→ **TASK STATEMENT**:
Could you pick up the text about tracking swifts in Northern Ireland and continue it from its final sentence?

→ **TEXT PROVIDED**:
--- Begin ---
A new project to find out where migrant birds forage in Northern Ireland has taken flight, thanks to a partnership between RSPB Northern Ireland, the British Trust for Ornithology (BTO) and the Northern Ireland Swift Group. In a first for conservation science in Northern Ireland, this June and July dozens of swifts will be fitted with tiny GPS 'backpacks' in a bid to shed light on key feeding areas.
Swifts are amazing birds which travel around 12,000 miles every year, migrating from breeding sites within the UK and Ireland to their African wintering grounds. They are acrobatic masters, swooping high through the sky with their distinctive scythe-shaped wings. In fact, swifts are such adept fliers that they eat and sleep on the wing, not touching the ground unless they are raising chicks. Swifts nest in the cracks and crevices of buildings, high up in the eaves. They pair for life, meeting up each spring at the same nest site which is 'renovated' and reused year after year. Unfortunately, as old buildings are fixed up or demolished, these sites are often lost and it can be difficult for a displaced pair to find a new site in time to lay eggs and raise a brood before heading back to warmer climes in August.
--- End ---
→ **INFORMATION SHOWN**:
--- Begin ---
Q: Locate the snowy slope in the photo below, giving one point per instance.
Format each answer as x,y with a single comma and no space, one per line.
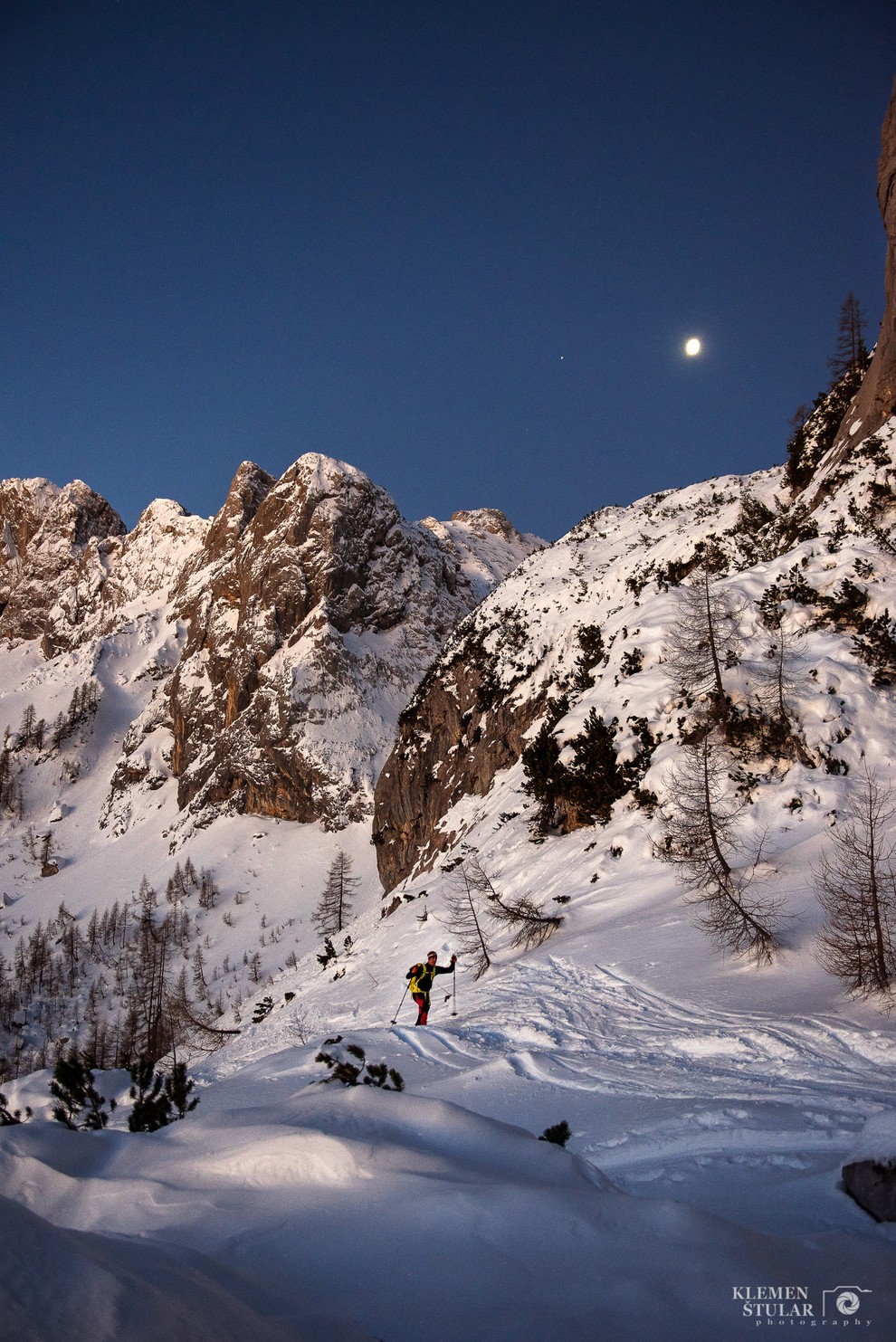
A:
712,1102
--- End ---
→ **EXERCISE OUTPUT**:
The UK swift population has declined dramatically in recent years and, as a result, the species has been placed on the Amber List of birds of conservation concern. In order to help swifts, conservationists need to know where they're nesting and where they're feeding. RSPB NI has been surveying swifts, primarily in south Belfast, to identify the areas they favour. Using the information gained from the survey, they have been working with communities and industry to try and protect nest sites. For example, new houses in The Village area have been constructed with 'swift bricks' built into the design - these special bricks contain nesting chambers that the birds can use.
Because swifts may feed many miles away from where they nest, it's vital that these feeding sites are also protected. This summer experts will be safely re-capturing dozens of swifts, some of which were previously tagged as part of a BTO and NI Swift Group migration study. Some of these birds will then be fitted with miniature tracking devices, which weigh less than one gram.
Being used for the first time in Ireland, and building on work carried out by the BTO over the previous two summers, these will record the locations of the swifts at approximately hourly intervals with an accuracy of just a few metres, revealing the feeding behaviour of nesting swifts in unprecedented detail.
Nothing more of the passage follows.